Each line below must be set down exactly; omit any image you find.

### [Data for this exercise]
========
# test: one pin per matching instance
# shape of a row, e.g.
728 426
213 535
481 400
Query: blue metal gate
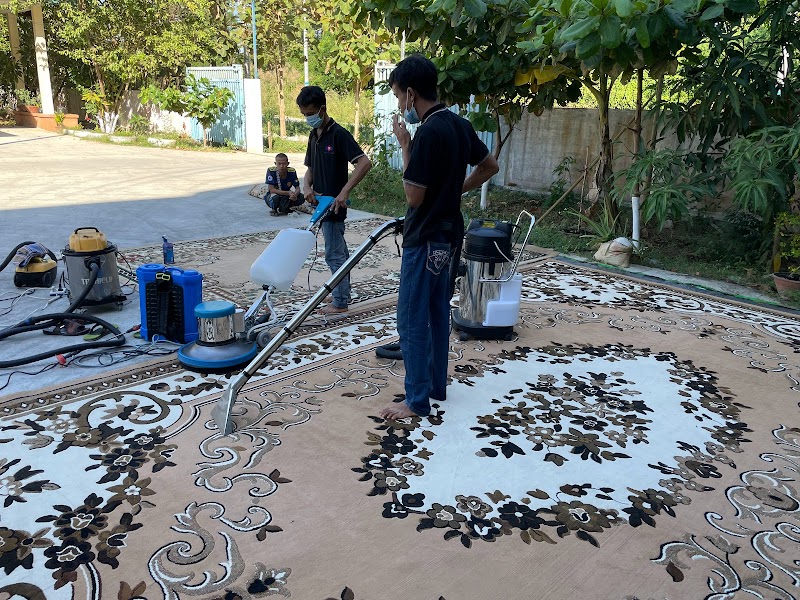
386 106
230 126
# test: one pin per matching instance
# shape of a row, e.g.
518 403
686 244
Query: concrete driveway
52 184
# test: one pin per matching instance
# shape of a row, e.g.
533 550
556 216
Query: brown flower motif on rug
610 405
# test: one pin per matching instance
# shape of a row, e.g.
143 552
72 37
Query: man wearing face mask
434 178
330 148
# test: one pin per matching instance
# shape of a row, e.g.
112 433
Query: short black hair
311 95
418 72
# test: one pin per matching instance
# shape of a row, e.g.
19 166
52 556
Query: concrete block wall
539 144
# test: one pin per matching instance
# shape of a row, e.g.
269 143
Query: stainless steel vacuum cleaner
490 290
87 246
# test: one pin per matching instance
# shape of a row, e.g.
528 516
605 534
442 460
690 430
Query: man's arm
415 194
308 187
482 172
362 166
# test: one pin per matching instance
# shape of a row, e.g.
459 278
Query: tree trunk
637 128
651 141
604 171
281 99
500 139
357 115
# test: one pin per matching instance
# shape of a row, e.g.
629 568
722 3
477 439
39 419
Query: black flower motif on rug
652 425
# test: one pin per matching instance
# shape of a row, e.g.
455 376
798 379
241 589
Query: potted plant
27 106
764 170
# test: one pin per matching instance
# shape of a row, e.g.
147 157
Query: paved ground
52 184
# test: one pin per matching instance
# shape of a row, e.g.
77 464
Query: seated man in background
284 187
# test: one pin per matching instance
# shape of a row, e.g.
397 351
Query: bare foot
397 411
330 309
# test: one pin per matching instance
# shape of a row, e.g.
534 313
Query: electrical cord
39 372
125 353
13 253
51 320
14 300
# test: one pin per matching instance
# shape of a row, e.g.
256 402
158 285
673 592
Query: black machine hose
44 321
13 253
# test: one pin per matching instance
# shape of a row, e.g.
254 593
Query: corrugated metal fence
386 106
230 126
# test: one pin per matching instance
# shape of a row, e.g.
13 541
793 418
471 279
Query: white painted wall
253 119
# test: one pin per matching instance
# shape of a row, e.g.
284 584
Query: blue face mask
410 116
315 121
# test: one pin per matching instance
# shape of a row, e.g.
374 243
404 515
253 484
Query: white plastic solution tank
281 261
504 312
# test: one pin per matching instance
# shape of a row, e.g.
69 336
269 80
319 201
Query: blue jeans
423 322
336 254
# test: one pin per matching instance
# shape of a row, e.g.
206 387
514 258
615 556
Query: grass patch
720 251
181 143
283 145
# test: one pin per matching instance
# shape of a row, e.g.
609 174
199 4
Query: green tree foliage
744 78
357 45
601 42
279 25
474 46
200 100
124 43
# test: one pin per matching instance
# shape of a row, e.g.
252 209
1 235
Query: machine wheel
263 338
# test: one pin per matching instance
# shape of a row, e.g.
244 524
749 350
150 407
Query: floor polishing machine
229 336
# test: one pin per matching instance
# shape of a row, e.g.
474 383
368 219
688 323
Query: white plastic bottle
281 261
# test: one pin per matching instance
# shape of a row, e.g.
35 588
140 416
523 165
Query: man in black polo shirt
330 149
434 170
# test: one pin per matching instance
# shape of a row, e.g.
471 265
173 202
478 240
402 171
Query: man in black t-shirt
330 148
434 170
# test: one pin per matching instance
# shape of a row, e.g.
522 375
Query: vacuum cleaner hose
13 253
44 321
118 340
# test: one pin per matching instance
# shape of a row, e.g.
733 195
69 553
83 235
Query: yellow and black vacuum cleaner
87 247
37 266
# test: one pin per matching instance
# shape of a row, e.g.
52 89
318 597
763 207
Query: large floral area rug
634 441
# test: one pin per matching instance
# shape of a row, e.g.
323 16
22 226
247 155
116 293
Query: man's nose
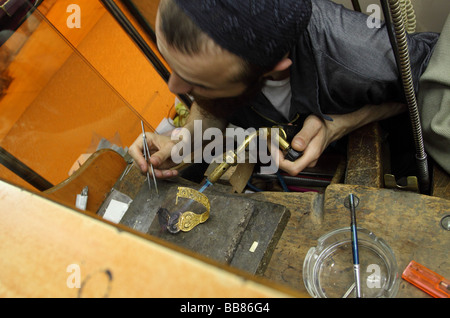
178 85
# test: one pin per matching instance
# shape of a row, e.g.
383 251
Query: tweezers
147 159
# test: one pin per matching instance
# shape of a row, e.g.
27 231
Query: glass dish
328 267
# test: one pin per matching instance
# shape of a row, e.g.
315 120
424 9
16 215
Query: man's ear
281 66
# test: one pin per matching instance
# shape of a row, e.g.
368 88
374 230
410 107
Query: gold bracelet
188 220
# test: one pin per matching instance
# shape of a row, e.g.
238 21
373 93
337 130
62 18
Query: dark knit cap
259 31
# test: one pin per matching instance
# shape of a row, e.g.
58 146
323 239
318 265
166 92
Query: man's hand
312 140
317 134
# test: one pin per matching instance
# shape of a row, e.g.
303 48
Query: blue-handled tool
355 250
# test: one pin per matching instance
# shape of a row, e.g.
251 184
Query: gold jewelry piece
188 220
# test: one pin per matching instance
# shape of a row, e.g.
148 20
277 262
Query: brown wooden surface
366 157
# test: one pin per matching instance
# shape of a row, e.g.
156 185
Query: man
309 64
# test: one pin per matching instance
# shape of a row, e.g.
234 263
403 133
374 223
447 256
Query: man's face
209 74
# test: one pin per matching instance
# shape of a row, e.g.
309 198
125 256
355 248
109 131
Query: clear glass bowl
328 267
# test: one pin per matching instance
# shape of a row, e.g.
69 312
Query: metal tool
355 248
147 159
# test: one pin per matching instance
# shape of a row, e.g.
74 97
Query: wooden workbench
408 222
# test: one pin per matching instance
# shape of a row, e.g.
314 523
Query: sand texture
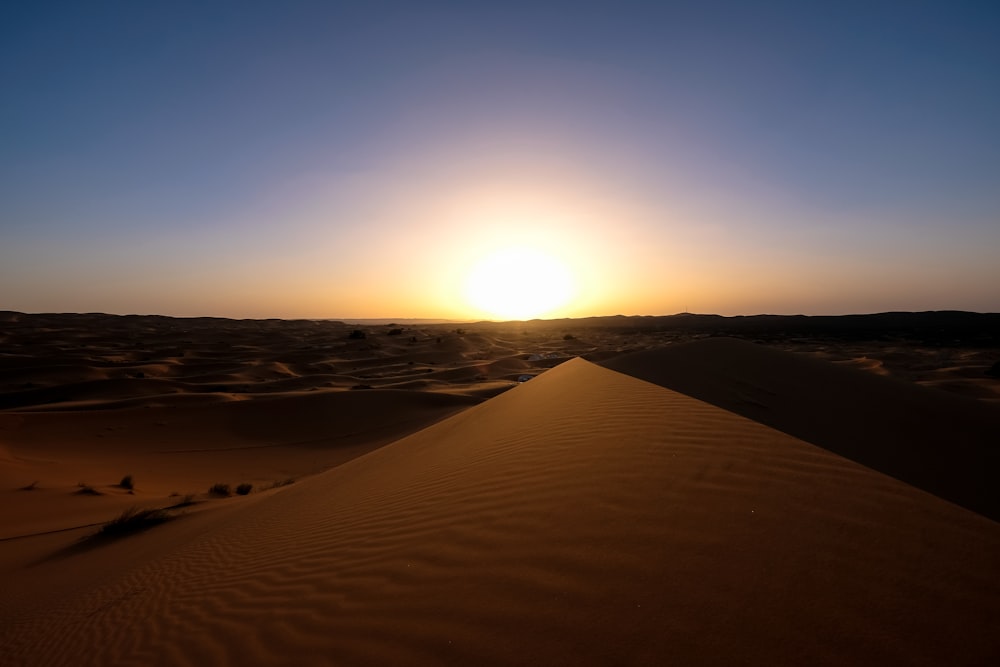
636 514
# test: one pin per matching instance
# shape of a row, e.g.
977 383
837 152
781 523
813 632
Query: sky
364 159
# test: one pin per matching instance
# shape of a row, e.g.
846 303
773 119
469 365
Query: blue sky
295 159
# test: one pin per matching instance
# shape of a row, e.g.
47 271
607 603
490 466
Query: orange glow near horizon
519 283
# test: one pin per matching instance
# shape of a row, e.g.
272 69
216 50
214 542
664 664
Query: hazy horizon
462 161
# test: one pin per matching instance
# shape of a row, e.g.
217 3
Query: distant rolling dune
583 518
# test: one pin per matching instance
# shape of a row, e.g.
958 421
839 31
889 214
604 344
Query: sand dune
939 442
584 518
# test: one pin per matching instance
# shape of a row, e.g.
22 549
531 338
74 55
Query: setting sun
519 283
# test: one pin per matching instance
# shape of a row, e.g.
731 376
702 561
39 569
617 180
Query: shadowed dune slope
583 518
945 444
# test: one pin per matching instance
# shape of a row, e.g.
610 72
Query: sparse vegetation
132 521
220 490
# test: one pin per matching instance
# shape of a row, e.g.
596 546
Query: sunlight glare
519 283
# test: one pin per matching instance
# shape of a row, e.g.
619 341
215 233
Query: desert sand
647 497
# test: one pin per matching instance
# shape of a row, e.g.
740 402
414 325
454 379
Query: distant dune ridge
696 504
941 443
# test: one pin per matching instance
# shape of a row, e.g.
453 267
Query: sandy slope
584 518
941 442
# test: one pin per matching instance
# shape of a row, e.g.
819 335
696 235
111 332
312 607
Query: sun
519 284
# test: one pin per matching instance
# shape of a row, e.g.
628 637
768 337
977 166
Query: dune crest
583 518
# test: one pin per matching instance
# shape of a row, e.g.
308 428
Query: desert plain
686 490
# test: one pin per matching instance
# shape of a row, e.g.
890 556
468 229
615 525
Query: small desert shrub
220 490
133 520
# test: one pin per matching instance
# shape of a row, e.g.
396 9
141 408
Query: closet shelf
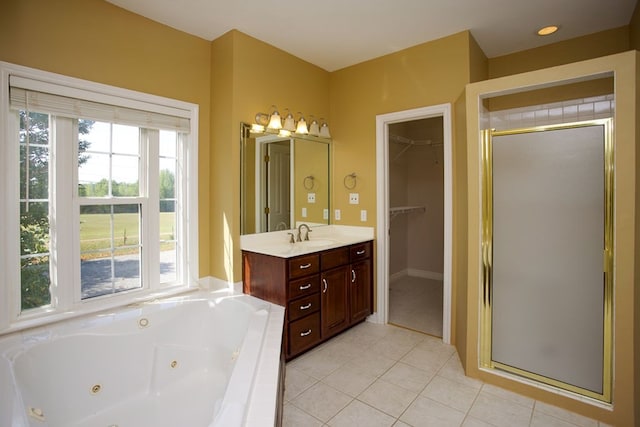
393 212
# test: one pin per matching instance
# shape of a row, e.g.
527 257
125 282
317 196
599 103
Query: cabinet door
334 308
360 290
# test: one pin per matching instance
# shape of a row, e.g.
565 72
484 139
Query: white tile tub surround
========
### [Full response]
# test: one pin per matching instance
# shape of a row, e.g.
728 426
213 535
481 400
Query: blue metal gate
386 106
230 126
# test: one pin per matching instance
# shape of a row, e.g.
518 403
686 244
Query: concrete driveway
52 184
# test: one pin per matching instance
# shape of a row, e.g.
533 550
556 216
Query: brown flower motif on rug
610 405
# test: one pin per matching instance
# shape of a row, e.g.
143 552
72 37
Query: man wearing face mask
434 178
330 148
# test: one pin per matching instance
# shape of a row, e.g.
112 433
Query: short black hair
311 95
418 72
# test: one pin per matching instance
# shape of a row, e.g.
19 166
52 556
Query: concrete block wall
539 144
# test: one pin per matching instance
# shape of a row, e.g.
269 143
Query: stainless steel vacuum cleaner
490 290
87 246
# test: one pin per matching instance
# shape of a row, e.g.
528 516
605 534
442 460
690 430
Query: man's arm
415 194
308 187
482 172
362 166
# test: one pin per matching instance
# shape of a row, e.g.
459 278
Query: tree trunk
637 128
651 141
604 171
281 99
500 139
357 115
# test: one pin per matching instance
# shape of a row, e.g.
629 568
722 3
477 439
39 419
Query: black flower motif on rug
652 425
# test: one pin per matching instance
# shape of a row, e.g.
455 376
798 379
241 589
Query: potted plant
27 106
764 170
# test: one pin per matching instance
# shape of a row, e.g.
147 157
Query: paved ground
52 184
# test: one pin per matching instance
# shape of a row, e.g.
77 464
Query: seated man in background
284 187
# test: one pin per matching instance
# shape of a row, e.g.
397 351
Query: bare foot
397 411
330 309
# test: one pin per matching instance
# shape of a row, e.g.
534 313
Query: electrical cord
39 372
125 353
13 253
51 320
14 300
# test: one pin per matching instance
# shape of a row, e.g.
256 402
158 285
673 592
Query: black machine hose
44 321
13 253
# test: one pin per matching instance
# shape of a row, e.g.
254 593
Query: corrugated metal fence
386 106
230 126
# test: one pin per matching instance
# shape of a row, e.g.
13 541
793 418
471 279
Query: white painted wall
253 119
# test: one pin per matching instance
# shape of a row, e.g.
284 584
Query: blue face mask
410 116
315 121
# test: one pin per matching instance
# shape of a row, e.g.
374 243
404 515
253 484
Query: white plastic solution tank
281 261
504 312
# test: one pin per matching instance
# shape of a row, e.g.
69 336
269 80
319 201
Query: blue jeans
423 322
336 254
# test: one pin per matching instance
# shape of a row, e.g.
206 387
514 258
615 556
Query: grass patch
720 251
181 143
283 145
# test: one pin per matching instance
# shape of a row, e.g.
609 174
199 4
Query: green tree foliage
744 78
357 45
601 42
279 25
474 46
200 100
124 43
# test: one pin per matching instance
# shape of a row, e.g.
252 209
1 235
Query: machine wheel
263 338
# test: one pin per matching instance
# shape of a row, e.g.
244 524
749 350
150 407
Query: floor polishing machine
229 336
# test: one pin per matching instance
# shape of a row, e.g.
474 383
368 219
688 323
Query: white plastic bottle
281 261
# test: one pin per matching instance
# shape of a row, e.g.
35 588
140 416
523 165
Query: man in black polo shirt
330 149
434 170
# test: one pin per matching instance
# shape of a row, e.g.
471 265
173 202
478 240
402 171
Query: man in black t-shirt
330 148
434 170
# test: one pin per matching instance
# shape of a row, e.g.
522 375
Query: vacuum cleaner hose
13 253
44 321
118 340
# test: one pin per matching instance
# shape of a row, e.g.
733 195
69 553
83 235
Query: yellow and black vacuum cleaner
87 247
37 266
# test: one pin per matching instance
# shape of a row, e.g.
52 89
318 597
763 207
Query: large floral area rug
634 441
# test: one pin per matching instance
# shape of a row, e.g.
323 16
22 226
247 155
116 293
Query: man's nose
178 85
# test: one pin per matching instance
# shape of a row, e.g.
383 251
Query: tweezers
147 159
# test: one pin per matching instance
# shape of a row, e.g.
27 231
Query: glass dish
328 267
# test: one pin per matching instance
# shape of a row, e.g.
315 120
424 9
16 215
Query: man's ear
281 66
# test: one pin per matching instance
# shape of a row, e.g.
368 88
374 230
410 107
Query: gold bracelet
188 220
# test: one pin per matching instance
# shape of a row, e.g.
238 21
373 93
337 130
62 18
Query: dark knit cap
259 31
# test: one pin per matching instance
# shape of a row, e.g.
58 146
323 239
318 265
166 92
Query: man's hand
312 140
317 134
# test: one pin per matching instance
# shape of a row, e.g.
303 48
Query: blue-handled tool
355 250
# test: one pin per matching instance
# shape of a row, e.g.
251 184
Query: gold jewelry piece
188 220
# test: one pin per matching instance
# shape of a row, e.g.
148 20
277 262
Query: brown wooden surface
366 157
# test: one pin per matching instance
# shape of a row, e.g.
156 185
Query: man
309 64
# test: one pin per matching instance
# shape of a row, e.g.
234 263
403 133
374 223
447 256
Query: man's face
209 74
# test: one pin per matching instance
# shape of a row, e.g.
309 198
125 256
355 248
109 131
Query: clear glass bowl
328 267
# test: one pin per matching instance
# shape of a row, e.g.
69 312
Query: metal tool
355 248
147 159
# test: one pin per matching instance
# shape of a row, e.g.
74 97
Query: wooden workbench
408 222
# test: one pin per matching instance
# shape of a row, e.g.
314 523
Query: sand texture
636 514
# test: one pin per matching instance
# shape of a row, e.g.
977 383
837 152
781 523
813 632
Query: sky
364 159
# test: one pin per matching instance
# shape of a row, e.g.
846 303
773 119
469 365
Query: blue sky
295 159
# test: one pin per matching instance
# shape of a row, e.g.
47 271
607 603
490 466
Query: orange glow near horizon
519 283
# test: one pin per matching instance
# shape of a row, e.g.
272 69
216 50
214 542
664 664
Query: hazy horizon
462 161
# test: one pin per matching instance
# shape of a row, e.g.
217 3
Query: distant rolling dune
583 518
# test: one pin per matching instance
# shape of a row, e.g.
958 421
839 31
889 214
604 344
Query: sand dune
939 442
584 518
# test: one pin per matching instance
# shape of a row, e.g.
22 549
531 338
74 55
Query: setting sun
519 283
# test: one pin per matching instance
# shape of a row, e.g.
731 376
702 561
39 569
617 180
Query: shadowed dune slope
583 518
945 444
# test: one pin per matching instance
# shape of a row, e.g.
610 72
Query: sparse vegetation
132 521
220 490
# test: one pin per matching instance
# shape of a row, e.g.
596 546
Query: sunlight glare
519 283
# test: one pin per matching instance
# shape of a row, e.g.
619 341
215 233
Query: desert sand
647 497
# test: one pin per matching instance
# shape of a row, e.g.
740 402
414 325
454 379
Query: distant dune ridge
696 504
941 443
# test: one pin per matching instance
# shape of a row, e.g.
453 267
Query: sandy slope
584 518
941 442
# test: one pin per matching instance
# shape of a row, e.g.
819 335
696 235
111 332
312 607
Query: sun
519 284
# test: one pin per matching instance
# shape of a row, e.g.
628 637
768 337
977 166
Query: dune crest
583 518
# test: one pin per matching instance
# shape of a row, e.g.
308 428
Query: desert plain
686 490
# test: one pin per matching instance
# shape of a row, e.g.
890 556
468 229
615 525
Query: small desert shrub
220 490
133 520
# test: one pin per matching instance
# shape of a row, e.g.
396 9
141 408
Query: closet shelf
393 212
# test: one pin per matching instance
# shape of a row, e.g.
527 257
125 282
317 196
599 103
Query: cabinet door
334 308
360 290
# test: one pin per matching instance
# shape of a row, e.g.
565 72
484 139
Query: white tile tub surround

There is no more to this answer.